The problem:
The records below are to be duplicated character for character.

[Records from a data collection]

==============================

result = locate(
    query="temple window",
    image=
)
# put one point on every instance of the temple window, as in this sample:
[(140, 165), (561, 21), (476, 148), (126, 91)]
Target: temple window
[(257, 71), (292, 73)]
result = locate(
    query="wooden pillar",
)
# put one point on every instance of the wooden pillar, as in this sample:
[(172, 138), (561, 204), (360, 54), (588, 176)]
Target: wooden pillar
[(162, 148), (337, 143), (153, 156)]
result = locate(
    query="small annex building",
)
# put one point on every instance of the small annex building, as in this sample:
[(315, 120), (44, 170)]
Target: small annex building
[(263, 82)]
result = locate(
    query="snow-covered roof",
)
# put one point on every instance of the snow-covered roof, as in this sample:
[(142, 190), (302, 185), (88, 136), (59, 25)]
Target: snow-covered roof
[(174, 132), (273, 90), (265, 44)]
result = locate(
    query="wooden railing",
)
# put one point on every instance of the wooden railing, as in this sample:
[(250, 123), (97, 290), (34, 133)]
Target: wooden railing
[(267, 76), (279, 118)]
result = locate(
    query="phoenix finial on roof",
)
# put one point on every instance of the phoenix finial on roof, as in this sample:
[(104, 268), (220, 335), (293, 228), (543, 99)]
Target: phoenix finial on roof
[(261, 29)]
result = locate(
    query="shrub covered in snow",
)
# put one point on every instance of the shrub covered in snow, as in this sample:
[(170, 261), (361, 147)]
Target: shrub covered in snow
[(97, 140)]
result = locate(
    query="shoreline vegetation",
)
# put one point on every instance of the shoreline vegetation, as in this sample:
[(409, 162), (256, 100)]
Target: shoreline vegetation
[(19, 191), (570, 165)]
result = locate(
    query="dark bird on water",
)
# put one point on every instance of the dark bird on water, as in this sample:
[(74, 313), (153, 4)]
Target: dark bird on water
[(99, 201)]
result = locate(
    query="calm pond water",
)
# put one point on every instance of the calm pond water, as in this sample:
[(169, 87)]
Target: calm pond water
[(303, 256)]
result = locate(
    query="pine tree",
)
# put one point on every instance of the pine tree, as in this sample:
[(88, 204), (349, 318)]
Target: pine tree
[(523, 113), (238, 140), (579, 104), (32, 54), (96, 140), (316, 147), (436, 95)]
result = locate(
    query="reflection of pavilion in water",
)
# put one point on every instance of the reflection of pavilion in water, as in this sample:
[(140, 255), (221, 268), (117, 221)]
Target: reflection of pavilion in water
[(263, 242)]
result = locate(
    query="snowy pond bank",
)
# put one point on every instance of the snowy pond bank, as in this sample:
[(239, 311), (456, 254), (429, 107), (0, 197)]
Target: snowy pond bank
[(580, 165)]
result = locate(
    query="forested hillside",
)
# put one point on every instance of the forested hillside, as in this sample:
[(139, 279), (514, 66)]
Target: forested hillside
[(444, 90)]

==============================

Reply:
result = locate(
    query="temple window",
    image=
)
# put one point on every instance of the temple window, as in this sample:
[(140, 165), (561, 21), (476, 148), (126, 91)]
Target: temple window
[(257, 71), (292, 73)]
result = locate(
    query="wooden pillar",
)
# put one point on every instance of the wooden pillar, as in this sample:
[(172, 138), (561, 204), (360, 54), (588, 176)]
Target: wooden pillar
[(162, 148), (337, 143), (153, 156)]
result = locate(
    query="small annex building",
)
# put one point on every instance of the small annex building, as in this sample:
[(315, 120), (44, 170)]
Target: small annex building
[(263, 82)]
result = locate(
    query="snow-covered roof",
)
# put one point on every instance of the snow-covered roof, as in this sample:
[(142, 190), (302, 185), (88, 136), (59, 25)]
Target: snow-covered roof
[(174, 132), (273, 90), (265, 44)]
result = locate(
    query="wooden railing",
)
# put one point on every instance of the wooden railing, as in this sample:
[(250, 123), (97, 290), (34, 133)]
Target: wooden railing
[(267, 76), (279, 118)]
result = locate(
    query="phoenix finial on roof",
)
# put one point on every instance of the phoenix finial on roof, as in this sample:
[(104, 268), (220, 335), (293, 228), (543, 99)]
Target: phoenix finial on roof
[(261, 29)]
result = locate(
    query="shrub covered in snow",
)
# put one point on every instance of the shrub covered in snow, as in this sample:
[(170, 261), (361, 147)]
Target: shrub covered in snow
[(97, 140)]
result = locate(
    query="shoreline vegetation",
)
# put one point on every instance of the shoreline vegetation, as in this sample:
[(409, 162), (256, 100)]
Target: shoreline vegetation
[(19, 191), (570, 165)]
result = locate(
    query="dark bird on water",
)
# put one point on every instance of the dark bird on water, as in this sample:
[(74, 313), (153, 4)]
Target: dark bird on water
[(99, 201)]
result = locate(
    query="calm pond water",
)
# put one point on every instance of the calm pond water, as in this sample:
[(169, 87)]
Target: calm pond water
[(303, 256)]
result = locate(
    query="pine tree",
)
# put one point on every instance of the pine tree, as in this sample:
[(88, 204), (349, 318)]
Target: pine tree
[(523, 113), (238, 140), (579, 104), (32, 54), (96, 140), (316, 147), (436, 95)]
result = locate(
    query="reflection of pavilion in water",
)
# put one point on every instance of the reflection of pavilion in water, as in this sample:
[(140, 255), (221, 268), (117, 221)]
Target: reflection of pavilion in water
[(263, 242)]
result = locate(
    query="snowy pond bank",
)
# put one point on every instance of the snowy pond bank, as in this sample:
[(239, 311), (456, 254), (429, 107), (0, 197)]
Target: snowy pond bank
[(580, 165)]
result = locate(
    query="forested hillside",
)
# put one point on every instance of the forested hillside, as in this sample:
[(139, 279), (514, 66)]
Target: forested hillside
[(444, 90)]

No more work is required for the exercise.